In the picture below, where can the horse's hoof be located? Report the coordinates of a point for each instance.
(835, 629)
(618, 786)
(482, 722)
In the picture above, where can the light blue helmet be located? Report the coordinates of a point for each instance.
********
_EXERCISE GOAL_
Convert the material above into a Markdown table with the columns Row and Line, giving each line its own numbered row and omitting any blank lines.

_SOLVED PROBLEM_
| Row | Line |
|---|---|
| 1 | In the picture below, where can the horse's hoof be located? Report the coordinates of a point for each instance. |
| 2 | (835, 629) |
| 3 | (618, 786) |
| 4 | (482, 722) |
| 5 | In the picture above, where can the light blue helmet be located? Report the coordinates of a point for each instance. |